What needs to be done
Copy all the material below, exactly as it stands.

Records contained in a dataset
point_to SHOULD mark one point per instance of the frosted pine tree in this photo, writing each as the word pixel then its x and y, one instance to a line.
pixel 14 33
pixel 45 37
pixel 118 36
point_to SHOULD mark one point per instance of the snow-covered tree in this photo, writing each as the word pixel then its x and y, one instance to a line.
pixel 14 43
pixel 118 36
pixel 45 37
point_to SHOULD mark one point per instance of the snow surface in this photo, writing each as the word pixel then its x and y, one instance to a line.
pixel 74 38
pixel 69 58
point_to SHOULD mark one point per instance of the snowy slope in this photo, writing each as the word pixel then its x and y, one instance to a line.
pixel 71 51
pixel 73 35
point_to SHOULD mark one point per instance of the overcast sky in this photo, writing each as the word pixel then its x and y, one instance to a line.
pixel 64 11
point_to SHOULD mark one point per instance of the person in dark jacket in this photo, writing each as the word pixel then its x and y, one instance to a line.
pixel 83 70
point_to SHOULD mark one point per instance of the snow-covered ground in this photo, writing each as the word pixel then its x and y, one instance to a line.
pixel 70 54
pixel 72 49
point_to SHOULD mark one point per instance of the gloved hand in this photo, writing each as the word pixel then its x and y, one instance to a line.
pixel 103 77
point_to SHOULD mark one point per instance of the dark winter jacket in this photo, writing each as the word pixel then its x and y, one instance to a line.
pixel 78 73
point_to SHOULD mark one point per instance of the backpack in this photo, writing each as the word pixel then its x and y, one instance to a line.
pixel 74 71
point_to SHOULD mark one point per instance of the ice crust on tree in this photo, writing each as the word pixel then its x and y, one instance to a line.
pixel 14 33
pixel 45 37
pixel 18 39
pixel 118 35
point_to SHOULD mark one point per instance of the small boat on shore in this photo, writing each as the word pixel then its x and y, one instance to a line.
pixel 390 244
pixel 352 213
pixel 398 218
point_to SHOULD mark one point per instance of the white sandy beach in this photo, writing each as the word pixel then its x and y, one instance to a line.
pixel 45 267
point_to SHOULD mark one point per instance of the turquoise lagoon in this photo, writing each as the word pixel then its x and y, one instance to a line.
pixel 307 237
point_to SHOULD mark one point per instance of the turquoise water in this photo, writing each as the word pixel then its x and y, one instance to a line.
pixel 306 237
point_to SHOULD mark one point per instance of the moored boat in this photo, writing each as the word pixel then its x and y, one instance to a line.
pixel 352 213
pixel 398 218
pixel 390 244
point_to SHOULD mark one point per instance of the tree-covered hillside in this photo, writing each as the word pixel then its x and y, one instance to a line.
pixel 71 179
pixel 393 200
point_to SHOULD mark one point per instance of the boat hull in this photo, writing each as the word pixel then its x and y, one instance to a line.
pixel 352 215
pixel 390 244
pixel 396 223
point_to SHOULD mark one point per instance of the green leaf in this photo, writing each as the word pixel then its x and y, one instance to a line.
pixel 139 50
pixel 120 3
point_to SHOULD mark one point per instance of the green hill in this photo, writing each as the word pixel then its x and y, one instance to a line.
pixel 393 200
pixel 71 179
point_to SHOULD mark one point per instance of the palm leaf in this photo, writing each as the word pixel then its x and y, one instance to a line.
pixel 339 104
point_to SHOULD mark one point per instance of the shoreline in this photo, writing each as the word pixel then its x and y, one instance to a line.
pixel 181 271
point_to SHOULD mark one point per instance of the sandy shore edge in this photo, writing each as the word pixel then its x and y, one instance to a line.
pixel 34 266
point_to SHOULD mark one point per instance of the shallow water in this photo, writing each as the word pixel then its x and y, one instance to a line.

Task output
point_to SHOULD mark one point per instance of the frosted pine tree in this photo, writing each as the word pixel then its x and y, one instance to a line.
pixel 14 33
pixel 45 37
pixel 118 36
point_to SHOULD mark one point per instance of the snow-covered tree in this photo, writing each as the word pixel then its x and y, one instance to a line.
pixel 14 43
pixel 118 36
pixel 45 37
point_to SHOULD mark one point per instance of the snow surface in this photo, writing each as the word pixel then its x and y, one instance to a line.
pixel 74 38
pixel 69 58
point_to SHOULD mark one point per instance of the snowy slope in this photo, writing each as the word pixel then its x and y, one instance to a line.
pixel 71 51
pixel 73 35
point_to SHOULD mark one point per instance of the overcast sky in this photo, writing each as the word pixel then its x and y, one instance to a line.
pixel 64 11
point_to SHOULD mark one point per instance of the person in dark jacket in this photo, writing each as the word pixel then its x and y, one instance to a line.
pixel 83 70
point_to SHOULD mark one point per instance of the snow-covered ground in this photo, writing each as the word pixel then its x and y, one instance to a line.
pixel 70 54
pixel 72 49
point_to SHOULD mark one point per instance of the gloved hand in this photo, writing each as the word pixel then its x and y, one instance to a line.
pixel 103 77
point_to SHOULD mark one point per instance of the dark winter jacket in this photo, writing each as the word pixel then its x and y, one instance to a line.
pixel 78 73
point_to SHOULD mark one point per instance of the backpack in this photo, writing each as the word pixel then its x and y, one instance to a line.
pixel 74 71
point_to SHOULD mark one point per instance of the ice crust on tree in this photo, writing each as the word pixel then its x and y, one instance to a line.
pixel 14 33
pixel 45 37
pixel 18 39
pixel 118 35
point_to SHOULD mark one point per instance of the small boat on shore in this photo, writing each as the word pixel then its x and y, one instance to a line.
pixel 390 244
pixel 352 213
pixel 398 218
point_to SHOULD mark one point per instance of the white sandy beach in this photo, writing each as the word pixel then its x and y, one instance to a line.
pixel 45 267
point_to SHOULD mark one point per instance of the turquoise lagoon in this photo, writing each as the word pixel then its x and y, one instance to a line.
pixel 307 237
point_to SHOULD mark one point per instance of the turquoise water in this photo, writing each as the word pixel then its x and y, one instance to a line.
pixel 306 237
point_to SHOULD mark one point per instance of the moored boat in this photo, writing each as the word pixel then its x and y, one instance to a line.
pixel 352 213
pixel 398 218
pixel 390 244
point_to SHOULD mark one point per instance of the tree-covered hillside in this photo, writing each as the word pixel then its x and y, one instance to a line.
pixel 71 179
pixel 393 200
point_to SHOULD mark one point per instance of the boat hull in this photo, writing each as the word pixel then its x and y, one instance to a line.
pixel 352 215
pixel 390 244
pixel 396 223
point_to SHOULD mark one point per instance of the green leaf in this photo, writing each as the word pixel then its x and y, one instance to a line.
pixel 139 50
pixel 120 3
point_to SHOULD mark one point per instance of the green hill in this photo, writing each as the word pixel then its x and y, one instance to a line.
pixel 393 200
pixel 71 179
point_to SHOULD mark one point per instance of the palm leaf in this photo, writing each as the word pixel then its x and y, one instance to a line.
pixel 339 104
point_to SHOULD mark one point per instance of the shoreline in this photo, writing each as the word pixel then its x and y, one instance to a line.
pixel 181 271
point_to SHOULD mark one point per instance of the sandy shore edge in this photo, writing each as the word pixel then its x and y, one instance to a line.
pixel 34 266
point_to SHOULD mark one point per instance of the shallow water in this photo, writing each as the word pixel then its x and y, one instance to a line.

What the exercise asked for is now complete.